_ESTRATTO DEL DOCUMENTO:_
━━━━━━━━━━

Dopo Neronapoletano, con La paura della lince è già la seconda volta che affronti il genere noir, e pure qui con sapienti riferimenti al mondo dell'arte, del collezionismo, della pittura. Dove nasce la passione per questo particolare genere letterario?

La paura della Lince e Neronapoletano hanno alcuni punti in comune, in effetti: in Neronapoletano c'erano i personaggi dei quadri sovrapposti alle persone reali, in questo un solo quadro, un San Giovanni nel deserto mai dipinto, nella realtà, da Guido Reni, che influenza, e non poco, le avventure dei protagonisti: il mondo dell'arte è sempre un motivo ispirativo quando scrivo, un leit motiv in ogni mio libro. D'altro canto, i due romanzi hanno anche in comune la città e una protagonista femminile, sia pur con molte differenze anche in termini di stile. Non ho una specifica passione per il noir (anzi), anche se sono stata una lettrice di gialli ma soprattutto del tradizionale gotico, quello che affonda le radici nel romanticismo tedesco o nella letteratura russa e inglese dell'Ottocento. La sfida era comporre un gotico napoletano ambientato tutto nel presente, con il ritmo di un poliziesco senza che il poliziesco o il genere "commissariale" che va tanto di moda fossero riferimenti diretti... Insomma, molto mistero ma anche tanta quotidianità.


Il personaggio di Aida Festa è estremamente attuale, realistico, umano. E' una figura che ha molto del presente, delle sue problematiche, delle sue contraddizioni sociali. La povertà, la precarietà, la mancanza di lavoro e lo sfruttamento. Trovo interessante questa coniugazione tra personaggio e sguardo sulla realtà contemporanea. E' una dimensione che senti particolarmente?

Aida è una vittima predestinata, è fragile sotto il profilo sociale - la sua precarietà, quella in cui tanti di noi vivono - ma riesce a diventare la mano armata dell'indagine: mi piaceva che a condurre l'investigazione fosse una non allineata, una che con la polizia non c'entra e anzi che prova diffidenza verso il falco che finisce poi con l'affiancarla, di cui, in fondo, sospetta anche. La realtà viene così trasfigurata nell'invenzione, come deve sempre essere: le Aide Festa esistono, ce ne sono tante e la vera avventura che devono affrontare è sopravvivere alla giornata, a presidi pazzi, a istituzioni truffaldine, ai furbi, a un padre un pò cialtrone, all'assenza di certezze, alla precarietà dei sentimenti, all'impossibilità di avere la vita che si vorrebbe, alla povertà travestita da benessere...

━━━━━━━━━━

_DATI GREZZI:_

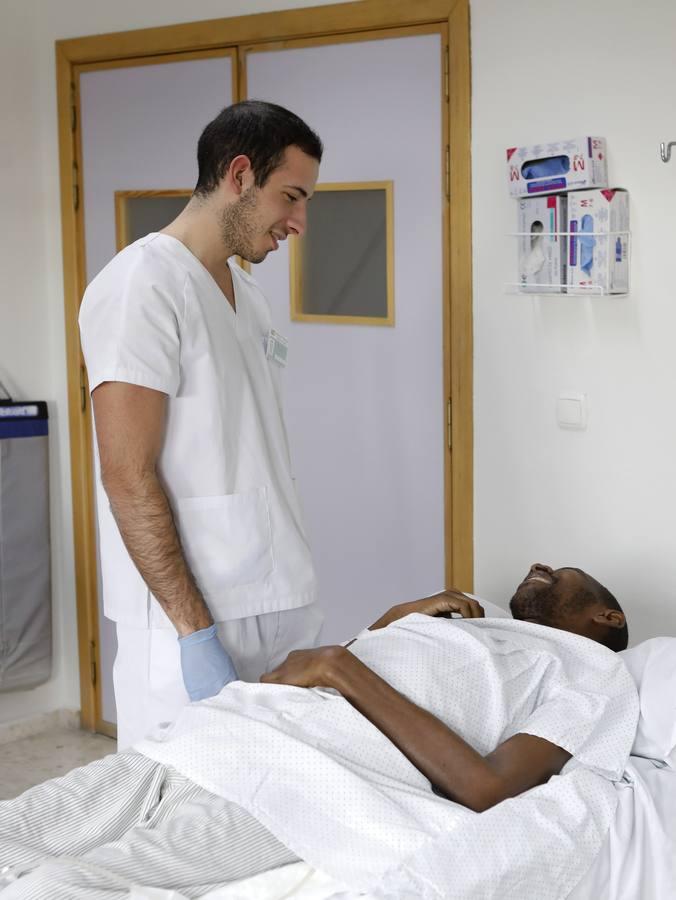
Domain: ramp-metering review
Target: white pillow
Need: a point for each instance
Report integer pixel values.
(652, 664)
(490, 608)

━━━━━━━━━━

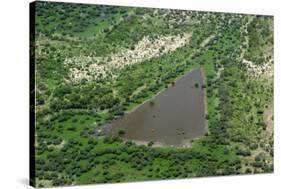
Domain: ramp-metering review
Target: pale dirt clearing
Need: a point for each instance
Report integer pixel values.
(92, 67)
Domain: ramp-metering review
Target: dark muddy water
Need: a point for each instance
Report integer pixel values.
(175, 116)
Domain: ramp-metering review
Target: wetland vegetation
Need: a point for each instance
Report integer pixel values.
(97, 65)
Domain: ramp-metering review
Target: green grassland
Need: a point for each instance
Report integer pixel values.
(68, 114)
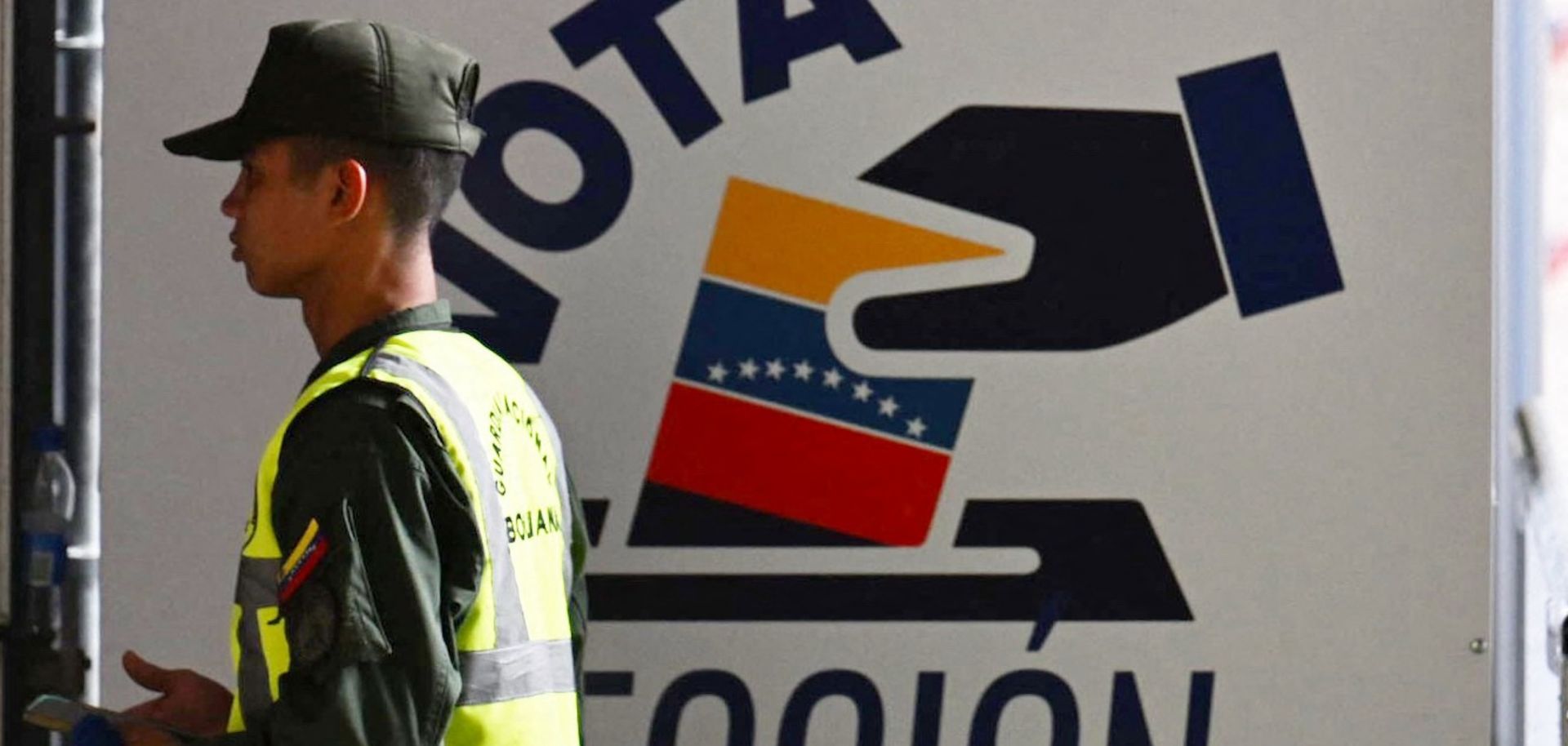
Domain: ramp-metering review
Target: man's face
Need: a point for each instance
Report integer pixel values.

━━━━━━━━━━

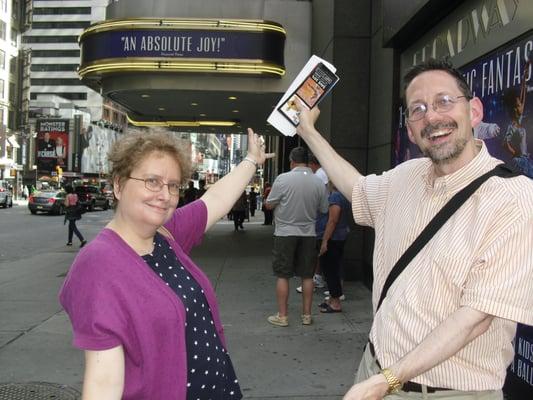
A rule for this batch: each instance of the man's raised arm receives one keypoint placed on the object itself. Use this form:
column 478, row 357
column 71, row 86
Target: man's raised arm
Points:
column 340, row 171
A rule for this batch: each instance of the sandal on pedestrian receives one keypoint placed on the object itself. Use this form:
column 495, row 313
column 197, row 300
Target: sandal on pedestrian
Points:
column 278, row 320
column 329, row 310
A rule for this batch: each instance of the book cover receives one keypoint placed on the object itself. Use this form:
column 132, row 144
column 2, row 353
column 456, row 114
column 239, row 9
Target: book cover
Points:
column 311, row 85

━━━━━━━━━━

_CONSEGNA:_ Riprendi l'intervista su La paura della lince dal punto in cui si interrompe e proseguila. I dati non hanno alcun rapporto con l'intervista.

_SOLUZIONE:_
Oltre all'abilità nel tessere trame e alla vivacità dell'in-treccio narrativo, ritengo che le figure del libro siano disegnate con grande intuizione e perspicacia. Anche la figura di Elena, sorella della protagonista, ci offre un magistrale esempio di personaggio negativo - e forse proprio in virtù di questo - estremamente vero, seducente. Che importanza hanno i "cattivi" all'interno dei tuoi libri? E quanto è difficile renderli sulla pagina?

I “cattivi”, lo dice l’etimo della parola latina, sono prigionieri, sono catturati dall’incapacità di uscire da un cliché, dall’essere sconfitti dalla colpa e dal conflitto che li trascina. Sono ossessivi e progettuali nella loro ostinazione: insomma, sono molto facili da animare e sono il sale delle storie. Un cattivo vero, o un cattivo che non si rivela tale, è senz’altro una forza per la trama: il bene, o meglio, l’ordinario è molto più difficile da realizzare sul piano stilistico. Conto molto sui personaggi ambigui, su quelli che hanno avuto la possibilità di scegliere e hanno scelto lo stesso il peggio...


Quali sono state le modalità di scrittura del libro? Ha avuto tempi lunghi, elaborazioni complesse, oppure il romanzo è emerso fluidamente dalla tua penna?

La paura della lince è un libro scritto in velocità: un anno scarso di lavorazione. Quando l’editore me lo ha commissionato, chiedendomi un romanzo di genere, cosa per me non precisamente consueta, ho deciso di divertirmi. Avevo già una sessantina di pagine di trama che avevo accumulato senza sapere ancora che ne avrei fatto e le ho riconvertite in questa storia. Però, come mi succede anche nei romanzi scritti in anni e anni di lavoro, Aida e i suoi fantasmi, i luoghi, i personaggi tutti, anche i più secondari, hanno preteso un’attenzione estrema e hanno continuato a mutare aspetto man mano che l’intreccio prendeva forma, tanto che alcune soluzioni sono arrivate quasi in corner, quasi con la stessa sorpresa che il lettore vive leggendo.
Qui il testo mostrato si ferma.